▶ [Brief]:
Reproduce all of the data below, swapping each "innermost" for "most central" and keeping everything else the same.

▶ [Data provided]:
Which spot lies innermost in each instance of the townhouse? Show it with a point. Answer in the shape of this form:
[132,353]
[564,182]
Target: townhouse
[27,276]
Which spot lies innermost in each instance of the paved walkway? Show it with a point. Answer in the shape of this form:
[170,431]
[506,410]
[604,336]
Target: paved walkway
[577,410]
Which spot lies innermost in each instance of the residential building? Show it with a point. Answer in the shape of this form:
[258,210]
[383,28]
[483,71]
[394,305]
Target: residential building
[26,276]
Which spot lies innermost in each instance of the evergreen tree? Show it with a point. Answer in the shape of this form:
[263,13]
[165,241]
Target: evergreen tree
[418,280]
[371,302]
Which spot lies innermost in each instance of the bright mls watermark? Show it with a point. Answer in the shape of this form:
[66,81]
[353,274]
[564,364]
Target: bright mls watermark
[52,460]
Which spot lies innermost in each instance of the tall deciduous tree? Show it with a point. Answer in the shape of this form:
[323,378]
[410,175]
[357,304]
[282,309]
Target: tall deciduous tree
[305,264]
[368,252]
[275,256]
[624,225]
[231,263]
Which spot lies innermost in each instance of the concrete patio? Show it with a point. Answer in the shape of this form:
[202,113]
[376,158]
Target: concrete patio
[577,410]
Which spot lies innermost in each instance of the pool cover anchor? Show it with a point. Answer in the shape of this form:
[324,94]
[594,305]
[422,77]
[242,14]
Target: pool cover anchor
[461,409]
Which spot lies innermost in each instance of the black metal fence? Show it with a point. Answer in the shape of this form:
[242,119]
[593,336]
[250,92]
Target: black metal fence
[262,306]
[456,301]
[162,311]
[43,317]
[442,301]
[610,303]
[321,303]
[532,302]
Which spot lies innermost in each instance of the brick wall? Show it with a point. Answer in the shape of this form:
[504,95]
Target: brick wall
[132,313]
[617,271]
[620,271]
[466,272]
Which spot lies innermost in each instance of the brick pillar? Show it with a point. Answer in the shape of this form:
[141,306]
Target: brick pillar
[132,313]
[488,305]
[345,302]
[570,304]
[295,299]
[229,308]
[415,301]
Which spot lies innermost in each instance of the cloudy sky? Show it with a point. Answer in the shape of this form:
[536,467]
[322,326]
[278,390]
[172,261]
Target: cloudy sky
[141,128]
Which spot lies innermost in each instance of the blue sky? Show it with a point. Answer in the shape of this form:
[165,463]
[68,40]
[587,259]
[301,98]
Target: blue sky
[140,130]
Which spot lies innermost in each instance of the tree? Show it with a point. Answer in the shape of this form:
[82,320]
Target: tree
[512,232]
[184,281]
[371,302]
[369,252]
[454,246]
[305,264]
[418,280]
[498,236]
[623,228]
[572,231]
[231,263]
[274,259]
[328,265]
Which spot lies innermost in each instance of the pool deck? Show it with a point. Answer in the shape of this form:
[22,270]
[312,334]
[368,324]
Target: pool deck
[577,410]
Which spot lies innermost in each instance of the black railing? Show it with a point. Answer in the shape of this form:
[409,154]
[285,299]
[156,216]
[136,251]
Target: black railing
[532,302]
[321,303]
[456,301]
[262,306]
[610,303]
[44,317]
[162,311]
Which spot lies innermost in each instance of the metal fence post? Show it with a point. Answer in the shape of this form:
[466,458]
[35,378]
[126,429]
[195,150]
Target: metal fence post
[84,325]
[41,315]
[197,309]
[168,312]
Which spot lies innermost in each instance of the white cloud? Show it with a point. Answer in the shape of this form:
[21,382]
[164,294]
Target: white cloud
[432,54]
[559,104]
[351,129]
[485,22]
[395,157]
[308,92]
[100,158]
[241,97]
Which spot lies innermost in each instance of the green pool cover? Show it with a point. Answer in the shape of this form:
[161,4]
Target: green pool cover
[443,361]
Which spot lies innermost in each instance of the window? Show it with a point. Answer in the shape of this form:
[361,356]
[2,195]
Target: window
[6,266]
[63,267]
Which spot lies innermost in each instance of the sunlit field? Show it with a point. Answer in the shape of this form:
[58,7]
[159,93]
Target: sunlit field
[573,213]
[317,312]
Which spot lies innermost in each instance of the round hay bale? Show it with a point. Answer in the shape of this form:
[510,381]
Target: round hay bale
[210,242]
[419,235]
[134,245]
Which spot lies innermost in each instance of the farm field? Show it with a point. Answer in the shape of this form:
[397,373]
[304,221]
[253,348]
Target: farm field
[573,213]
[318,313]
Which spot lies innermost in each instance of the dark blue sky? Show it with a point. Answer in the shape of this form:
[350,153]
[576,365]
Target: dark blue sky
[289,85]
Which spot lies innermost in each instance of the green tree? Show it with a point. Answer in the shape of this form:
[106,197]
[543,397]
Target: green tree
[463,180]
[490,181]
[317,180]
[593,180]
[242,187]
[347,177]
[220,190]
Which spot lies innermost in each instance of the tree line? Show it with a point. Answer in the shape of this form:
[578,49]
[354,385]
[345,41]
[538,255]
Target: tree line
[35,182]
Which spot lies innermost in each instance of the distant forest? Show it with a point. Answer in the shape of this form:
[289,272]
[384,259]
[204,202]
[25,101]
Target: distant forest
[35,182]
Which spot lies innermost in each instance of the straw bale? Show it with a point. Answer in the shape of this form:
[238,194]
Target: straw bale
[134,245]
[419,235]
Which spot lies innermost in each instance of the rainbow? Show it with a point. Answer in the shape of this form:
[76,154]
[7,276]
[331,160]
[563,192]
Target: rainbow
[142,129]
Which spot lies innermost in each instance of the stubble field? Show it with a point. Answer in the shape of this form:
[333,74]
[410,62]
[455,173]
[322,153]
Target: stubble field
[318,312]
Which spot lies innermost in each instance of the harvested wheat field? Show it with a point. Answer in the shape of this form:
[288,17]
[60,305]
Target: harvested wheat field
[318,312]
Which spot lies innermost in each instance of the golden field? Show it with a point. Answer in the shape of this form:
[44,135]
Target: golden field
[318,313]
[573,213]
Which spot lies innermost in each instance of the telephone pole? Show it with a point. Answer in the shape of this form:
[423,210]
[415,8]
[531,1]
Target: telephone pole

▶ [Response below]:
Which spot lies most central in each instance of the townhouse? Show it with a point. Answer in the shape of this form:
[132,353]
[564,182]
Target: townhouse
[27,276]
Which spot lies most central in each instance of the paved walkway? Show it with a point. Answer in the shape of this form:
[170,431]
[506,410]
[604,336]
Target: paved walkway
[577,410]
Which spot lies most central in each instance of the residential building? Show it with a point. Answer in the shape of this form:
[258,210]
[383,28]
[483,71]
[394,305]
Target: residential building
[26,276]
Which spot lies most central in each instance of the evergreen tree? Show it with a point. Answer in the shape of this form:
[263,13]
[165,241]
Target: evergreen tree
[418,280]
[371,302]
Which spot lies most central in each instance of the bright mls watermark? Show it with a point. Answer in the shape of this form:
[66,81]
[353,274]
[564,364]
Target: bright mls watermark
[52,460]
Which spot lies most central in each instance of the tall deciduous tree? Show it with a point. Answer in the shape of this form:
[323,378]
[410,175]
[357,304]
[282,309]
Target: tall deciduous tree
[305,264]
[368,252]
[275,256]
[624,225]
[231,263]
Which spot lies most central in each instance of the concrete patio? Show it with a point. Answer in the shape of this form:
[202,113]
[376,158]
Target: concrete patio
[577,410]
Which spot lies most central in each instance of the pool cover anchor? Show it with a point. Answer in the shape of this form:
[324,94]
[594,305]
[422,77]
[242,14]
Target: pool cover anchor
[461,409]
Which spot lies most central in each instance of the black metal fence? Show it with a point. Answer in the shape of this form:
[242,119]
[593,336]
[250,92]
Target: black metal fence
[262,306]
[456,301]
[162,311]
[43,317]
[442,301]
[610,303]
[321,303]
[532,302]
Which spot lies most central in each instance of the brick wall? Show it with a point. Answer in the shape of this form:
[504,95]
Target: brick wall
[132,313]
[617,271]
[620,271]
[466,272]
Which spot lies most central in each instance of the brick pillar? Show it with a point. Answer in the shape of this form:
[141,306]
Target: brick pillar
[132,313]
[488,305]
[345,302]
[570,304]
[295,299]
[229,308]
[415,301]
Which spot lies most central in each instance of the cloudy sky? Show it with a point. Answer in the shape of this form:
[536,467]
[322,326]
[278,390]
[172,261]
Target: cloudy sky
[141,128]
Which spot lies most central in each instance of the blue sky? Show it with a point. Answer in the shape of this form:
[165,463]
[68,40]
[587,259]
[301,98]
Target: blue sky
[140,130]
Which spot lies most central in each instance of the tree? Show it with a point. Answer in the shape of this form:
[82,320]
Target: tree
[512,232]
[184,281]
[371,302]
[369,252]
[454,246]
[305,264]
[418,280]
[498,236]
[623,228]
[572,231]
[231,263]
[274,259]
[328,265]
Which spot lies most central in each instance of the pool deck? Show it with a point. Answer in the shape of this form:
[22,270]
[312,334]
[368,324]
Target: pool deck
[577,410]
Which spot lies most central in each instance of the black railing? Show it with a point. Answer in the shape of this form:
[409,154]
[285,299]
[156,216]
[136,251]
Target: black railing
[532,302]
[321,303]
[456,301]
[262,306]
[610,303]
[44,317]
[162,311]
Which spot lies most central in each instance of the metal fence post? Show it with a point. Answer in the shape of this form:
[466,458]
[35,378]
[126,429]
[195,150]
Target: metal fence post
[84,325]
[41,315]
[197,309]
[168,312]
Which spot lies most central in each instance of the white cloud? Show it with a point. Answer in the shape of this form:
[21,382]
[164,294]
Target: white cloud
[432,54]
[559,104]
[351,129]
[485,22]
[395,157]
[308,92]
[100,158]
[241,97]
Which spot lies most central in each instance of the green pool cover? Show it with a point. Answer in the shape of this form:
[161,4]
Target: green pool cover
[443,361]
Which spot lies most central in each instance of the window? Show it with a point. Answer in the shape of this form:
[361,356]
[2,195]
Target: window
[6,266]
[63,267]
Which spot lies most central in each instance of the sunlit field? Show it with a point. Answer in the shape of this form:
[58,7]
[159,93]
Target: sunlit field
[573,213]
[317,312]
Which spot lies most central in each instance of the round hay bale? Show it with a point. Answer in the shape of this form:
[510,381]
Target: round hay bale
[210,242]
[419,235]
[134,245]
Which spot lies most central in each instance of the farm field? Show it with a point. Answer in the shape of this form:
[397,373]
[304,221]
[253,348]
Target: farm field
[573,213]
[318,313]
Which spot lies most central in each instance of the dark blue sky? Show it with a point. Answer in the shape of this form:
[350,153]
[576,365]
Target: dark blue sky
[289,85]
Which spot lies most central in each instance of the green tree? Show it with a point. Answer in the shape of this form:
[106,197]
[543,397]
Target: green tree
[463,180]
[490,181]
[317,180]
[593,180]
[242,187]
[347,177]
[220,190]
Which spot lies most central in each instance of the tree line? Show it with a point. Answer in the shape of this form:
[578,49]
[354,385]
[345,41]
[538,255]
Target: tree line
[35,182]
Which spot lies most central in each instance of the distant forest? Show it with a point. Answer in the shape of this form:
[289,272]
[384,259]
[204,202]
[25,101]
Target: distant forest
[35,182]
Which spot lies most central in each instance of the straw bale? Show it with a point. Answer in the shape of this form:
[238,194]
Target: straw bale
[134,245]
[419,235]
Which spot lies most central in each instance of the rainbow? Show it with a point. Answer in the shape of this form:
[76,154]
[7,276]
[331,160]
[563,192]
Target: rainbow
[142,129]
Which spot lies most central in each instance of the stubble field? Show it with a point. Answer in the shape of this form:
[333,74]
[410,62]
[455,173]
[322,153]
Target: stubble field
[318,312]
Which spot lies most central in each instance of the harvested wheat field? Show it with a point. Answer in the shape of this form:
[288,17]
[60,305]
Target: harvested wheat field
[318,312]
Which spot lies most central in each instance of the golden field? Show it with a point. Answer in the shape of this form:
[44,135]
Target: golden field
[318,313]
[573,213]
Which spot lies most central in each instance of the telephone pole? Show it with a point. Answer in the shape of this form:
[423,210]
[415,8]
[531,1]
Target: telephone pole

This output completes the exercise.